In the entries below, spot each line with the word "would" and copy it.

[Start of section]

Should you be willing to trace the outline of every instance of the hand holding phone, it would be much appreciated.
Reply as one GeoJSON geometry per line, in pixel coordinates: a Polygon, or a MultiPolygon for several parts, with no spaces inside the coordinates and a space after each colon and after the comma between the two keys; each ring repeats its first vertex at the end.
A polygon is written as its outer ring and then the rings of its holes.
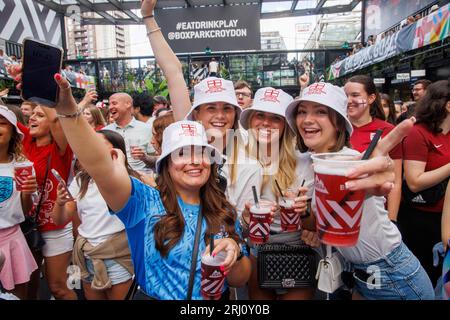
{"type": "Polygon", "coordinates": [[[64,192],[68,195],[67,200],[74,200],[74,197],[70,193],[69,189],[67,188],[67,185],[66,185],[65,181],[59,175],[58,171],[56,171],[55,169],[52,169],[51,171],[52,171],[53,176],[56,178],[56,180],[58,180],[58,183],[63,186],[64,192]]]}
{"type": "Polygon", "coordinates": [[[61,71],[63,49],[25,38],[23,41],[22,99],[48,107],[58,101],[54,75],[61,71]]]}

[End of section]
[Start of section]

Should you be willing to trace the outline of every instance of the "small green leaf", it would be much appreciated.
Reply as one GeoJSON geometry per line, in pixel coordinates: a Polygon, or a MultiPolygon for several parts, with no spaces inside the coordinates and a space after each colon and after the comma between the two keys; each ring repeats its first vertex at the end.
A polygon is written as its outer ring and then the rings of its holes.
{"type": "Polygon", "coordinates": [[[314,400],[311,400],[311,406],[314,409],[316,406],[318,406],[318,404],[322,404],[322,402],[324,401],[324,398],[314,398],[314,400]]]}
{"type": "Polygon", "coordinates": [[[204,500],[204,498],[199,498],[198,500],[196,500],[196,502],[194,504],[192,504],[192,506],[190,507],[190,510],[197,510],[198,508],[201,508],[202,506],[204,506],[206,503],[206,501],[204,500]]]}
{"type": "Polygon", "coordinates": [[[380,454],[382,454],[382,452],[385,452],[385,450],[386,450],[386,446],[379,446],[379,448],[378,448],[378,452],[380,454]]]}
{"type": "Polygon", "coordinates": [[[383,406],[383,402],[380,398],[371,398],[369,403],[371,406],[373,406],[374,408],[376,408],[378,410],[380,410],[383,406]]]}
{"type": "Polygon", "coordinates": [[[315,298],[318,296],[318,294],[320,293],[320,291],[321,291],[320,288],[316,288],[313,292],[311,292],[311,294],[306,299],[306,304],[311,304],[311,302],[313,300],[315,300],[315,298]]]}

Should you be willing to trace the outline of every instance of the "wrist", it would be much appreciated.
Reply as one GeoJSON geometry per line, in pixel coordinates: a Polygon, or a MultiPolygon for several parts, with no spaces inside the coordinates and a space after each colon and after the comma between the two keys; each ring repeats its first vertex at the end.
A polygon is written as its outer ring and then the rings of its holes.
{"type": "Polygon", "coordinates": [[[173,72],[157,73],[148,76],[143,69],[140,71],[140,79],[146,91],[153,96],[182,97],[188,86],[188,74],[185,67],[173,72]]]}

[End of section]
[Start of section]

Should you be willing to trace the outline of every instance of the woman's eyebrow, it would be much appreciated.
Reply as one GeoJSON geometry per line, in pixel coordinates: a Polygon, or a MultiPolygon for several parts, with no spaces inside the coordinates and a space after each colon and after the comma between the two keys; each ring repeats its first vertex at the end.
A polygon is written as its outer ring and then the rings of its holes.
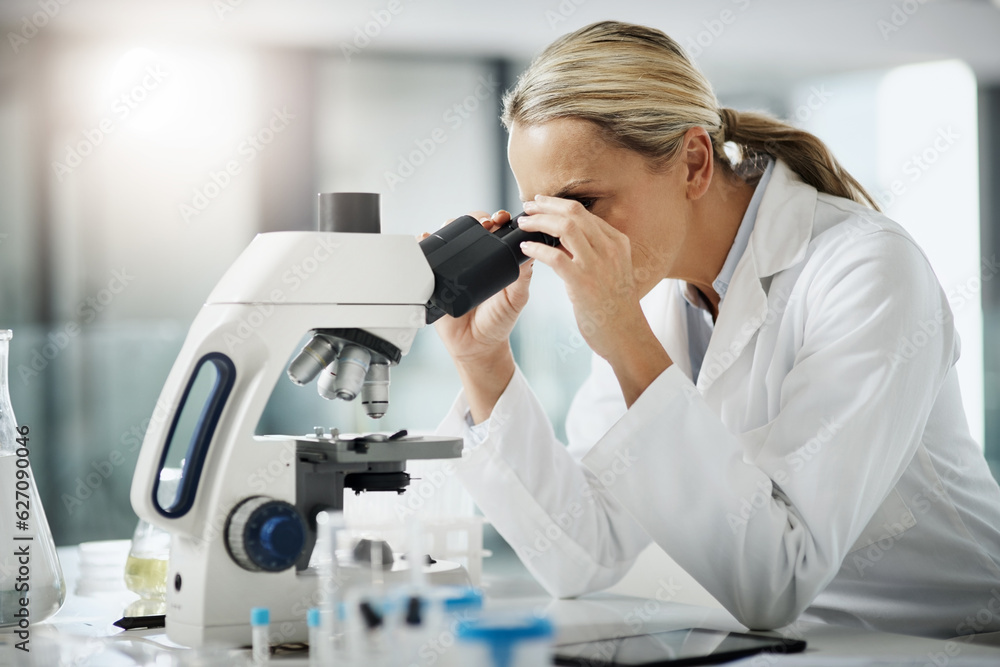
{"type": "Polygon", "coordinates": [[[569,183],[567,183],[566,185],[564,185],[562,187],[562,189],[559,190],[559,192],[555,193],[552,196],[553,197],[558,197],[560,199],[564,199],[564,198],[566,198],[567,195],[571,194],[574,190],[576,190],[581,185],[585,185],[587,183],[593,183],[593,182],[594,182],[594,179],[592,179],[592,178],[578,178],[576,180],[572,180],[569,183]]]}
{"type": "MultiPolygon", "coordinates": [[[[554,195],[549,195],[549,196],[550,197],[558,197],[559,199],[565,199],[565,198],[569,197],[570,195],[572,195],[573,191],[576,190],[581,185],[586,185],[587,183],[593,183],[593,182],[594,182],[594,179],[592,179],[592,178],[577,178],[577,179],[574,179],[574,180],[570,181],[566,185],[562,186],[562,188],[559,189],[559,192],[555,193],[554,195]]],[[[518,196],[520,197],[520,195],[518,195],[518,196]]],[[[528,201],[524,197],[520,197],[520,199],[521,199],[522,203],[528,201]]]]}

[End of section]

Solution to this problem |
Should you be willing to trace the outline of every instance of the hand holding phone, it would be much appreciated.
Should you be willing to trace the outline of every instance of the "small green leaf", it would be much appreciated.
Should you be willing to trace the outline of every instance of the "wrist", it would be much appreciated.
Should you be willing to trace the outline of every instance of the woman's eyebrow, it would be much appreciated.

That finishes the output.